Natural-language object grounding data
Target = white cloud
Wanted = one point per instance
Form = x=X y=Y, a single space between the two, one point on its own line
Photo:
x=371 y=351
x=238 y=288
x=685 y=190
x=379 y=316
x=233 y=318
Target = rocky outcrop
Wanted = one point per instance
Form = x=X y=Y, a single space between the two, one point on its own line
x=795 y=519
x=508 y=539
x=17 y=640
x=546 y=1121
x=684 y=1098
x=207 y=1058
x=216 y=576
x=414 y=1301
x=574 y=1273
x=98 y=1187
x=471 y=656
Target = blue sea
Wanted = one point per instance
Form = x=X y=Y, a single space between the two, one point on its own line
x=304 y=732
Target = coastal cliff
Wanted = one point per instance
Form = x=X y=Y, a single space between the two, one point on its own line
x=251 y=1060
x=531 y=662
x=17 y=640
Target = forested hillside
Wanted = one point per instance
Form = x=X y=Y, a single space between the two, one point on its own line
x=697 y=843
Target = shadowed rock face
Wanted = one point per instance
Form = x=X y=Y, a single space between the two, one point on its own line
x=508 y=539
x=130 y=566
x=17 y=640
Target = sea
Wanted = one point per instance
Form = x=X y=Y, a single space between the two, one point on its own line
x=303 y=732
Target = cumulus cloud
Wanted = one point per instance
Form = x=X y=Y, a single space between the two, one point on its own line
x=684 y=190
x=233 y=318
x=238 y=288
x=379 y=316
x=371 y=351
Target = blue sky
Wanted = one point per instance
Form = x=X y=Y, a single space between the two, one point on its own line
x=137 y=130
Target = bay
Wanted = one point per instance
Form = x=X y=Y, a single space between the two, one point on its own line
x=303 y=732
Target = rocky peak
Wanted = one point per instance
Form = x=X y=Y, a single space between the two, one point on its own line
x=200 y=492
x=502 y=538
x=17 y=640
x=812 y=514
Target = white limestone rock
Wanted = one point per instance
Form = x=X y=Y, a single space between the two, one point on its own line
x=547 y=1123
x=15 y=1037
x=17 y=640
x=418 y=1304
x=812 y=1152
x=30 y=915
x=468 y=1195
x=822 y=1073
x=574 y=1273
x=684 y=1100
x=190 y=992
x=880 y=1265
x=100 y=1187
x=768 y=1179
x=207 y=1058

(What you have to do): Show every line of the entries above where the word "Target" occurs.

(Worked solution):
Target = white cloud
Target = rocky outcrop
Target = blue sea
Target = coastal cliff
Target = forested hillside
Target = shadowed rock face
Target = sea
Target = cumulus cloud
Target = blue sky
Target = bay
Target = rocky peak
Target = white limestone rock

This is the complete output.